Data shown:

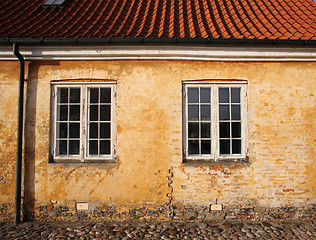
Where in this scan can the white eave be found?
[0,46,316,62]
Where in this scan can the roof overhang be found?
[0,38,316,61]
[0,37,316,47]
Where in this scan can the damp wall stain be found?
[0,61,316,221]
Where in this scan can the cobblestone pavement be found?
[0,220,316,240]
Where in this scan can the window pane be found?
[69,140,79,155]
[201,105,211,120]
[100,140,111,155]
[232,122,241,138]
[89,140,98,155]
[57,105,68,121]
[231,105,240,120]
[233,140,241,154]
[201,140,211,154]
[219,105,229,120]
[69,123,80,138]
[188,88,199,103]
[90,88,99,103]
[231,88,240,103]
[219,122,230,138]
[57,123,68,138]
[219,88,229,103]
[69,105,80,121]
[57,140,67,155]
[70,88,80,103]
[188,122,199,138]
[201,123,211,138]
[100,123,111,138]
[90,105,99,121]
[89,123,99,138]
[189,140,199,154]
[219,140,230,154]
[189,105,199,121]
[100,88,111,103]
[200,88,211,103]
[100,105,111,121]
[57,88,68,103]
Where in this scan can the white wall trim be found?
[0,46,316,62]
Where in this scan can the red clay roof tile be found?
[0,0,316,39]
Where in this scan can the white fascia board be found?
[0,46,316,61]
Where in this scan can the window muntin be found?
[56,87,81,157]
[52,84,116,161]
[87,87,111,157]
[187,87,212,156]
[184,83,247,161]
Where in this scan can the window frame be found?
[182,81,248,162]
[50,81,116,163]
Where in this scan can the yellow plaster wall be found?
[0,61,316,219]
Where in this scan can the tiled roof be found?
[0,0,316,40]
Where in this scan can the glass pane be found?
[90,88,99,103]
[90,105,99,121]
[69,140,79,155]
[57,88,68,103]
[219,88,229,103]
[233,140,241,154]
[89,123,99,138]
[69,123,80,138]
[201,105,211,120]
[100,88,111,103]
[201,123,211,138]
[231,88,240,103]
[219,140,230,154]
[89,140,98,155]
[100,140,111,155]
[100,123,111,138]
[219,105,229,120]
[188,122,199,138]
[189,105,199,121]
[201,140,211,154]
[57,105,68,121]
[70,88,80,103]
[57,140,67,155]
[231,105,240,120]
[57,123,68,138]
[189,140,199,155]
[219,122,230,138]
[188,88,199,103]
[200,88,211,103]
[232,122,241,138]
[100,105,111,121]
[69,105,80,121]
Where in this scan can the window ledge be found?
[183,157,250,166]
[48,160,116,169]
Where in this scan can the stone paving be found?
[0,220,316,240]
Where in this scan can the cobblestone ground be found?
[0,220,316,240]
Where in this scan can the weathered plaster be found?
[0,61,316,220]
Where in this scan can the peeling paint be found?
[0,61,316,221]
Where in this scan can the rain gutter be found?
[0,37,316,47]
[13,43,24,225]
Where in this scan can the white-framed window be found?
[183,82,247,161]
[51,82,116,162]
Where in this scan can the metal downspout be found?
[13,44,24,225]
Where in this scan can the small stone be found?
[168,229,178,235]
[246,232,255,238]
[262,222,271,227]
[213,228,223,233]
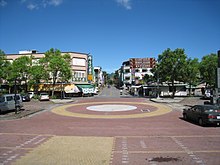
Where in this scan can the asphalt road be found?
[0,87,220,165]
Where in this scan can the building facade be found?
[3,50,93,93]
[94,66,104,87]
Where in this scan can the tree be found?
[28,63,49,93]
[157,48,187,97]
[0,49,10,83]
[184,58,199,95]
[199,53,218,87]
[40,48,72,97]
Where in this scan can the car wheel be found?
[199,118,204,126]
[183,113,188,120]
[15,106,21,114]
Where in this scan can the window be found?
[0,97,5,103]
[125,69,130,73]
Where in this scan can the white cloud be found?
[116,0,132,10]
[48,0,63,6]
[0,0,8,7]
[27,3,39,10]
[20,0,63,10]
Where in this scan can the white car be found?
[39,93,50,101]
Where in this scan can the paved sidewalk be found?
[150,97,184,103]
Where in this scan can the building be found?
[94,66,104,87]
[3,50,94,94]
[120,58,156,87]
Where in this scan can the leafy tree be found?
[0,49,6,82]
[157,48,187,97]
[143,74,156,84]
[199,53,218,87]
[40,48,72,97]
[28,63,49,93]
[184,58,199,95]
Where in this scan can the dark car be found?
[21,93,31,102]
[183,105,220,126]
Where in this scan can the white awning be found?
[64,84,80,93]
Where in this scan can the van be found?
[28,92,36,99]
[0,94,23,113]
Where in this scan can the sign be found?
[88,55,93,81]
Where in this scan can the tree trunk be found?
[171,80,176,98]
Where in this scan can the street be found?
[0,87,220,165]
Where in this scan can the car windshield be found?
[0,97,5,103]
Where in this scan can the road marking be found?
[51,101,172,119]
[113,150,220,156]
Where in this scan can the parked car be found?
[39,93,50,101]
[28,92,36,99]
[93,87,99,95]
[21,93,31,102]
[183,105,220,126]
[0,94,23,113]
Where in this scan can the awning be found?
[77,84,94,94]
[64,84,80,93]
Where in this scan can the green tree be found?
[40,48,72,97]
[12,56,32,92]
[28,63,49,93]
[199,53,218,87]
[184,58,199,95]
[0,49,7,82]
[157,48,187,97]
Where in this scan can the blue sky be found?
[0,0,220,72]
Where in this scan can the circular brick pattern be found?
[52,102,172,119]
[86,104,137,112]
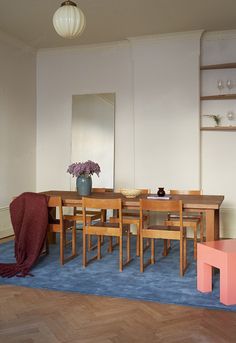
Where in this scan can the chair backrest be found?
[48,196,63,230]
[82,197,122,227]
[140,199,183,228]
[170,189,202,195]
[92,187,113,193]
[115,188,150,194]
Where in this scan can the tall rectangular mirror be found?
[71,93,115,190]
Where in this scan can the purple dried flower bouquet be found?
[67,160,101,177]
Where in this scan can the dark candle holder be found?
[157,187,166,197]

Job:
Retype all of the material above line for line, with no changes, and leave out the pictures.

Solution to this problem:
Where in this scan can the white eave be found?
[0,46,316,62]
Where in this scan can the roof overhang be found?
[0,38,316,61]
[0,37,316,47]
Where in this scan can the damp wall stain be found?
[0,61,316,221]
Where in this scan can the cobblestone pavement be found?
[0,220,316,240]
Where in this scan can the window pane be found?
[69,140,79,155]
[201,105,211,120]
[100,140,111,155]
[232,122,241,138]
[89,140,98,155]
[57,105,68,121]
[231,105,240,120]
[233,140,241,154]
[201,140,211,154]
[219,105,229,120]
[69,123,80,138]
[188,88,199,103]
[90,88,99,103]
[231,88,240,103]
[219,122,230,138]
[57,123,68,138]
[219,88,229,103]
[69,105,80,121]
[57,140,67,155]
[70,88,80,103]
[188,122,199,138]
[201,123,211,138]
[100,123,111,138]
[90,105,99,121]
[89,123,99,138]
[189,140,199,154]
[219,140,230,154]
[189,105,199,121]
[100,88,111,103]
[200,88,211,103]
[100,105,111,121]
[57,88,68,103]
Where in this scan can the white wall trim be found?
[0,46,316,62]
Where in this scan can the red clay roof tile be found?
[0,0,316,39]
Where in this scan can the white fascia board be found?
[0,46,316,61]
Where in this scan can the window muntin be found?
[56,87,81,157]
[52,84,116,161]
[87,87,111,157]
[187,87,212,156]
[184,83,247,161]
Where in this scan can the window frame be found?
[182,81,248,162]
[50,81,116,163]
Where in this scan can the yellow plaster wall be found?
[0,61,316,219]
Where in this scan can the tiled roof be found?
[0,0,316,40]
Where in this scan can the glass pane be found?
[90,88,99,103]
[90,105,99,121]
[69,140,79,155]
[57,88,68,103]
[219,88,229,103]
[233,140,241,154]
[89,123,99,138]
[69,123,80,138]
[201,105,211,120]
[100,88,111,103]
[201,123,211,138]
[231,88,240,103]
[219,140,230,154]
[89,140,98,155]
[100,140,111,155]
[100,123,111,138]
[219,105,229,120]
[188,122,199,138]
[189,105,199,121]
[201,140,211,154]
[57,105,68,121]
[70,88,80,103]
[57,140,67,155]
[231,105,240,120]
[57,123,68,138]
[189,140,199,155]
[219,122,230,138]
[188,88,199,103]
[200,88,211,103]
[232,122,241,138]
[100,105,111,121]
[69,105,80,121]
Where in this scan can the window ledge be found?
[183,157,250,166]
[48,160,116,169]
Where in this scan can the stone paving be found?
[0,220,316,240]
Where in this scan can the cobblestone ground be found?
[0,220,316,240]
Where in this scan can the weathered plaster be found?
[0,61,316,220]
Where in this scan can the peeling paint be found?
[0,61,316,221]
Where in this scan can the rain gutter be found?
[0,37,316,47]
[13,43,24,225]
Where in this scan can the white-framed window be found?
[183,82,247,161]
[51,82,116,162]
Where in this scan can the metal downspout be found?
[13,44,24,225]
Where in this scan can the small stone be found?
[168,229,178,235]
[246,232,255,238]
[262,222,271,227]
[213,228,223,233]
Where in this scan can the asphalt road be found?
[0,87,220,165]
Where in this scan can the building facade be found?
[3,50,93,93]
[94,66,104,87]
Where in this scan can the tree be found?
[28,63,49,93]
[157,48,187,97]
[0,49,10,83]
[184,58,199,95]
[199,53,218,87]
[40,48,72,97]
Where in this scan can the car wheel be found?
[199,118,204,126]
[183,113,188,120]
[15,106,21,114]
Where in this scan can the window be found?
[0,97,5,103]
[125,69,130,73]
Where in this scan can the white cloud be found?
[116,0,132,10]
[48,0,63,6]
[0,0,8,7]
[27,3,39,10]
[20,0,63,10]
Where in this scan can the white car be found?
[39,93,50,101]
Where in this scan can the paved sidewalk be found?
[150,97,184,103]
Where in this scan can the building be found?
[94,66,104,87]
[3,50,94,94]
[120,58,156,87]
Where in this scan can the leafy tree be found?
[0,49,6,82]
[157,48,187,97]
[143,74,156,84]
[199,53,218,87]
[40,48,72,97]
[28,63,49,93]
[184,58,199,95]
Where in this scan can the dark car be found?
[21,93,31,102]
[183,105,220,126]
Where in this scan can the white awning be found?
[64,84,80,93]
Where in this scan can the van be found?
[28,92,36,99]
[0,94,23,113]
Where in this scan can the sign be found?
[88,55,93,81]
Where in this scan can the tree trunk be found?
[171,80,176,98]
Where in this scan can the street be found?
[0,87,220,165]
Where in this scan can the car windshield be found?
[0,97,5,103]
Where in this scan can the road marking be found?
[51,101,172,119]
[113,150,220,156]
Where in this scan can the parked car be found?
[39,93,50,101]
[28,92,36,99]
[93,87,99,95]
[21,93,31,102]
[183,105,220,126]
[0,94,23,113]
Where in this scan can the awning be found?
[77,84,94,94]
[64,84,80,93]
Where in this scan can the green tree be found?
[40,48,72,97]
[12,56,32,92]
[28,63,49,93]
[199,53,218,87]
[184,58,199,95]
[0,49,7,82]
[157,48,187,97]
Where in this scan can the blue sky be found?
[0,0,220,72]
Where in this scan can the circular brick pattern be found?
[52,102,172,119]
[86,104,137,112]
Where in this scan can the chair backrest be found?
[48,196,63,230]
[82,197,122,227]
[140,199,183,228]
[170,189,202,195]
[92,187,113,193]
[115,188,150,194]
Where in this scan can the tall rectangular mirror be found?
[71,93,115,190]
Where in this scan can the purple dried flower bouquet be found?
[67,160,101,177]
Where in this scan can the dark candle holder be found?
[157,187,166,197]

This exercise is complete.